Please print the full listing exactly.
-- start Information supplied --
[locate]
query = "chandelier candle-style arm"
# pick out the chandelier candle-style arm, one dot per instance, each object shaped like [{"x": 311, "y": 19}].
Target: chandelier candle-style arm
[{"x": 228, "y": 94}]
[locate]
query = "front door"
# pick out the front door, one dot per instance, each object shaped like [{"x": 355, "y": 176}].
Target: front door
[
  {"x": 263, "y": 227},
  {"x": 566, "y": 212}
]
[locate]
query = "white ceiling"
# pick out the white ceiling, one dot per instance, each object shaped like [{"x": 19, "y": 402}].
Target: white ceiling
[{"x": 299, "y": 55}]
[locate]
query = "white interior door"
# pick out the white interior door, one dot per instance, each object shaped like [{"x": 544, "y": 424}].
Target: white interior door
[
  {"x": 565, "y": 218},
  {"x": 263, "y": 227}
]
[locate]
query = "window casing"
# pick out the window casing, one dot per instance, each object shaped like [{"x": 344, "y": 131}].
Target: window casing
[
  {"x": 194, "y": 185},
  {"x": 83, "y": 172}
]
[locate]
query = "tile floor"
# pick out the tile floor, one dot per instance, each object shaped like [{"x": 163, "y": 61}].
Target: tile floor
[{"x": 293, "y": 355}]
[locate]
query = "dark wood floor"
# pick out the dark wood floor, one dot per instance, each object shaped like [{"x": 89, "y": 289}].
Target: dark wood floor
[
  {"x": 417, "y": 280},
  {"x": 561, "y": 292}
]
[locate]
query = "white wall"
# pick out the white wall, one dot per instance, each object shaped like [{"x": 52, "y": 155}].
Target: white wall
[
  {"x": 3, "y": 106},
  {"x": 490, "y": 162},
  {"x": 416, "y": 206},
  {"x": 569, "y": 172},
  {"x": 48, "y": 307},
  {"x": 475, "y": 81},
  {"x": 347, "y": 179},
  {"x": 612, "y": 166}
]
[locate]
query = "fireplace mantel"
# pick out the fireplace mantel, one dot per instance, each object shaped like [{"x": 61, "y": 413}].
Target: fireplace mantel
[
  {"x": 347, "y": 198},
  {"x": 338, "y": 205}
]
-- end Information supplied --
(Final answer):
[locate]
query = "chandelier candle-style arm"
# pick out the chandelier candle-style arm, one dot per instance, each object shaped like [{"x": 311, "y": 19}].
Target: chandelier candle-style arm
[{"x": 228, "y": 94}]
[locate]
query = "front door"
# pick out the front door, one dot per instance, each object shaped like [{"x": 355, "y": 176}].
Target: front door
[
  {"x": 263, "y": 227},
  {"x": 566, "y": 212}
]
[locate]
query = "white ceiling"
# pick out the white ceiling, one dot per instance, each object shaped like [{"x": 19, "y": 402}].
Target: white ceiling
[{"x": 299, "y": 55}]
[locate]
query = "white interior door"
# pick out the white interior door, one dot per instance, each object shaped like [{"x": 544, "y": 424}].
Target: white interior door
[
  {"x": 565, "y": 218},
  {"x": 263, "y": 227}
]
[locate]
query = "window casing"
# pick out the window casing, one dot per instance, each object shaped like [{"x": 344, "y": 131}].
Target: window casing
[
  {"x": 194, "y": 185},
  {"x": 83, "y": 172}
]
[locate]
query = "tile floor"
# pick out the tile floor, one dot per instance, each object shaped like [{"x": 163, "y": 61}].
Target: tile floor
[{"x": 293, "y": 355}]
[locate]
query = "dark wood floor"
# pick out the dark wood floor, one dot per instance, each object shaped like [{"x": 89, "y": 289}].
Target: dark wood floor
[
  {"x": 417, "y": 280},
  {"x": 561, "y": 292}
]
[locate]
query = "white wall"
# pick out the white wall, one dot per instance, each object shaped like [{"x": 52, "y": 155}].
Target: white wall
[
  {"x": 3, "y": 106},
  {"x": 490, "y": 162},
  {"x": 416, "y": 206},
  {"x": 569, "y": 172},
  {"x": 48, "y": 307},
  {"x": 475, "y": 81},
  {"x": 347, "y": 179},
  {"x": 612, "y": 166}
]
[locate]
query = "fireplace mantel"
# pick out the fireplace mantel, one dot per instance, each object shaped like [{"x": 61, "y": 413}].
Target: fireplace mantel
[
  {"x": 347, "y": 198},
  {"x": 338, "y": 205}
]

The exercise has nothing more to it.